— Start of Source excerpt —

A literary gathering at Plovdiv University brought Greek writer of Plovdiv descent Theophano Kalogianni to this town on three hills, the ancient Trimontium. Translator Zdravka Mihaylova presented Kalogianni's story collection The Death of the Knight Celano and Other Stories (Ciela Publishing House, 2013). The book is dedicated to the author’s grandmother (whose name she bears) who was born in Plovdiv in 1906 and died in Thessaloniki in 1975, "in the hope that she will learn about it." The cover of the Bulgarian edition is illustrated with a drawing of the knight Celano and his retinue, by the author.

Theophano Kalogianni not only cherishes the stories of her Plovdiv grandmother and her four sisters, all of them converted Jews who emigrated from Tsarist Russia, but also re-animates them in the preface of the book that she wrote especially for its Bulgarian edition: "... since I was a child I have been constantly listening to her, speaking about that magical place, Filipoupoli, with its phaetons and dances, about her cousins ​​from Odessa, their vacations in Varna, their meetings, engagements, dowry of French lace, affluence and prosperity. All the good things were there and then, and all the trouble was here and now. The Tahchievi sisters who had already accepted the Greek name Stavrou ("stavrós" in Greek means cross), being true and zealous proselytes, did not discuss hard times and wars, but their afternoon walk... Kalogianni writes, "This is how I learned about our home on the hill with the Roman amphitheatre, the house with the curved eaves and the attic rooms with ghosts, about the Jewish grandfather, a cloth merchant who had taken his wife Olga to the international exhibition in Paris in 1900, but ultimately had not taken her to the top of the Eiffel tower, for which omission Olga had been reproaching him until his very last day; I learned about the French lessons, now completely forgotten, as well as about the first bob haircuts and the drop-waist dresses."

— End of Source excerpt —
— Start of Supplied information —

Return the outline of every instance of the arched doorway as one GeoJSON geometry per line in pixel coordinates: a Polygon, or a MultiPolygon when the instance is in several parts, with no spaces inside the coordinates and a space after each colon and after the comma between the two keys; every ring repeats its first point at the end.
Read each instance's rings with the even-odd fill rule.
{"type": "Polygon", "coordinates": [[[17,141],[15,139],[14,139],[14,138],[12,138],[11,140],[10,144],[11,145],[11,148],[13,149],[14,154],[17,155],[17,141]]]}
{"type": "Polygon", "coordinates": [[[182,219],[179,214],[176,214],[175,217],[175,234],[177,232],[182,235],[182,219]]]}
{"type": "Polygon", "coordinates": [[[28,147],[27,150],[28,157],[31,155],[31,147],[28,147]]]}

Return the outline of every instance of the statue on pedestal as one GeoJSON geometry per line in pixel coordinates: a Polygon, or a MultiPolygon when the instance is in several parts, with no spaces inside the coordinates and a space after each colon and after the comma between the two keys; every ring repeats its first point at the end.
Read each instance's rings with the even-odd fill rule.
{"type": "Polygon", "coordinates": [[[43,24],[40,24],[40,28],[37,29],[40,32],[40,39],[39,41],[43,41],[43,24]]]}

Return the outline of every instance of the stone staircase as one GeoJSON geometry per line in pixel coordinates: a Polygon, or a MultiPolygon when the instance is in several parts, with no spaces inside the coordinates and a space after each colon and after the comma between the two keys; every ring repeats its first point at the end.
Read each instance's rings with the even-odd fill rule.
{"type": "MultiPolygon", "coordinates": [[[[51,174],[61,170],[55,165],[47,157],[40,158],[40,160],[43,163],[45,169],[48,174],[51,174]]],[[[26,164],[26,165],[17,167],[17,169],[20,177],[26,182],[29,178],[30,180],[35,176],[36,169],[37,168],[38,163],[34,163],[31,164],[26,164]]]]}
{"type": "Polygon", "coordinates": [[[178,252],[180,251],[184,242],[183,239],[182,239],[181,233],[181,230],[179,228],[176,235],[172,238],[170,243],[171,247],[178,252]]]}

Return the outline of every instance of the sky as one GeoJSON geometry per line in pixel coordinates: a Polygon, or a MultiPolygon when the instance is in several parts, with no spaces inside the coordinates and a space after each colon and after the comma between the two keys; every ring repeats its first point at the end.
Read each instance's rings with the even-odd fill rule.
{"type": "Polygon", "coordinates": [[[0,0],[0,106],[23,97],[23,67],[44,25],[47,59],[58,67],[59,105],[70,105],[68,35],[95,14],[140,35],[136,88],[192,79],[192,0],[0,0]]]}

— End of Supplied information —

Continue the article above about Theophano Kalogianni's visit to Plovdiv, starting right after its last sentence.

In his review of the book in Kultura newspaper Bulgarian literary critic Marin Bodakov wrote, "Little Kalogianni overheard next door the various memories of her grandmother and her sisters from the beginning of the world, and she turns them into myths, apocrypha, hagiographies, sagas, stories... The holy scripture comes to life through the eyes of an astonished and wise child. We could read the short stories in The Death of the Knight Celano as a reprise of F. Scott Fitzgerald’s The Curious Case of Benjamin Button; while dying, the character gets the chance to live out his days in reverse, correcting three mistakes to bitterly establish that he, a ruler and murderer, will remain in the memory of mankind just as an image in the immortal Giotto fresco”. "Important dead persons such as dukes, popes and Maecenas stand out at their funerals. However, important living persons are buried informally, sometimes coming back to life after a few years. And from then on they become incontestable," says Kalogianni.

The Death of Knight Celano and Other Stories, inspired by the eponymous fresco by Italian painter Giotto, seamlessly combines different narrative genres, including myth, fairy tale, chronicles, story and parable. The linguistic imagination of the author intertwines joy with unexpected melancholy, creating a bizarre world laden with all the gifts of fabulous storytelling (knights, wizards, king's sons, princesses, gods, talking animals, teratomorphous plants and paintings that come to life, wars, sacrifices and pilgrimages) presented in a language that brings sharp surprises.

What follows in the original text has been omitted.